» Text extract:
[start]
Figure 1 Framework for Insurance Markets
The conceptual framework for the study (see Figure 1 Framework for Insurance Markets) shows the interrelationships among economic growth, financial sector, insurance market, and entrepreneurship. The interactions between insurance and entrepreneurship constitute unexplored links and represent the area of concentration for this research.
There is an important link among theories, definitions and measures of entrepreneurship (i.e., to different theories and definitions of entrepreneurship correspond various measures assuming that data are available). In turn, different theories and definition and measures of entrepreneurship prompt different implications for public policies (Iversen, Jorgensen, and Malchow-Moller 2007) . By including insurance, the research adds a layer and enriches the public policy role.
In studying the relationship between insurance and entrepreneurship, various categories of actors in economic activity are considered—i.e., large firms, small and medium sized companies (SMEs), entrepreneurs, e.g., start-ups, and micro entrepreneurs, and poor segment of population. Following various authors (Congregado 2010; Iversen, Jorgensen, and Malchow-Moller 2007), the measures that correspond to different types of entrepreneurship are those of SMEs, start-ups and self-employment. Large firms and the poor segment of the population are at the upper and lower end of the scale and are not considered relevant measures of entrepreneurship but are significant in relation to economic activity. Access to financial services, and particularly to insurance, is crucial for these categories of actors, and there is a need for insurance markets to function, provide effective services to their clientele, reduce the overall level of uncertainty and transform it into manageable risk.
Table 1 is based on various empirical researches with some simplification, because the situation in emerging markets varies greatly. Table 1 shows the availability of insurance products in emerging markets compared with that of advanced markets, e.g., the United States, and allows to state the differences between markets where insurance is readily available and other markets where obtaining an insurance policy constitutes a problem. Thus, there is a different treatment among the categories of actors and the insurance coverage available in advanced and in emerging market countries - particularly those in Latin America and the Caribbean, e.g., entrepreneurs and micro entrepreneurs have scarce opportunities to obtain insurance.
Table 1 Availability of Financial Services and Particularly Insurance to Various Forms of Economic
Activity in the United States and in Emerging Markets
Type of Activity | Availability of Financial Services and Insurance | |
United States | Emerging Markets - Latin America and the Caribbean | |
Large Firm | Easily available | Available |
Small and Medium-Sized Enterprises | Easily available | Scarcely available |
Entrepreneurs | Easily available | Scarcely available |
Micro entrepreneurs | Available | Scarcely available |
Poor People | Incipient | Rarely available |
It constitutes the basis to link financial services and insurance with entrepreneurship and make the case that a public policy effort is warranted to develop insurance markets to support economic activity and entrepreneurship. With respect to the situation of insurance and entrepreneurship in Latin America and the Caribbean, in the context of policies to improve institutional settings, Susan L. Segal- President and CEO of Council of the Americas/Americas Society stresses that working on the supply side of insurance availability could help “to create and promote business environments that foster entrepreneurship—from the owner of a store to the creators of technology” (Annual Report, 2008.)
[end]
» Exercise tasks:
a: Reproduce the insurance and entrepreneurship passage from "There is an" up to and including "public policy role.".
b: According to the insurance and entrepreneurship passage, which measures correspond to different types of entrepreneurship?
The records that come after this passage are separate material with no connection to it.

» Raw records:
[start]
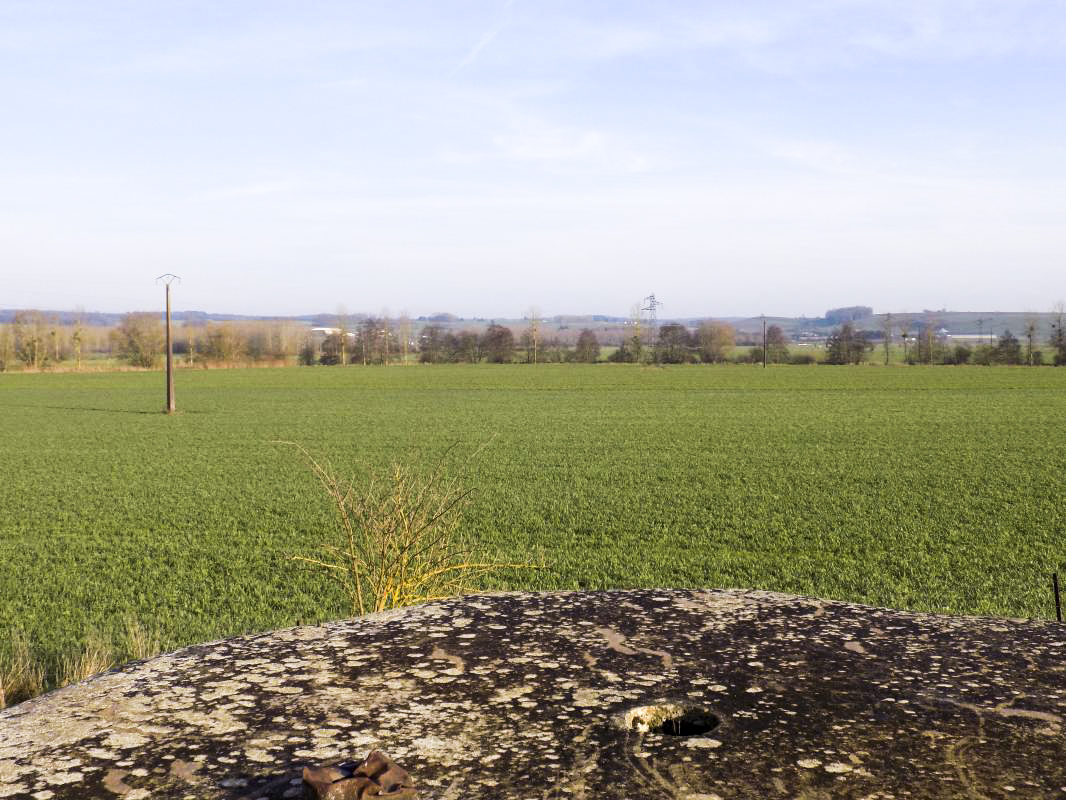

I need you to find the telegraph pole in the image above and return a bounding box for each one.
[156,272,181,414]
[762,315,766,369]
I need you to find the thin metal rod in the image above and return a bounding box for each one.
[166,284,177,414]
[1051,572,1063,622]
[762,317,766,369]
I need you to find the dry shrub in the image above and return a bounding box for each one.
[55,634,115,686]
[0,631,45,708]
[278,442,537,615]
[126,617,164,661]
[0,617,164,708]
[end]
» Solutions:
a:
There is an important link among theories, definitions and measures of entrepreneurship (i.e., to different theories and definitions of entrepreneurship correspond various measures assuming that data are available). In turn, different theories and definition and measures of entrepreneurship prompt different implications for public policies (Iversen, Jorgensen, and Malchow-Moller 2007) . By including insurance, the research adds a layer and enriches the public policy role.

b: SMEs, start-ups and self-employment.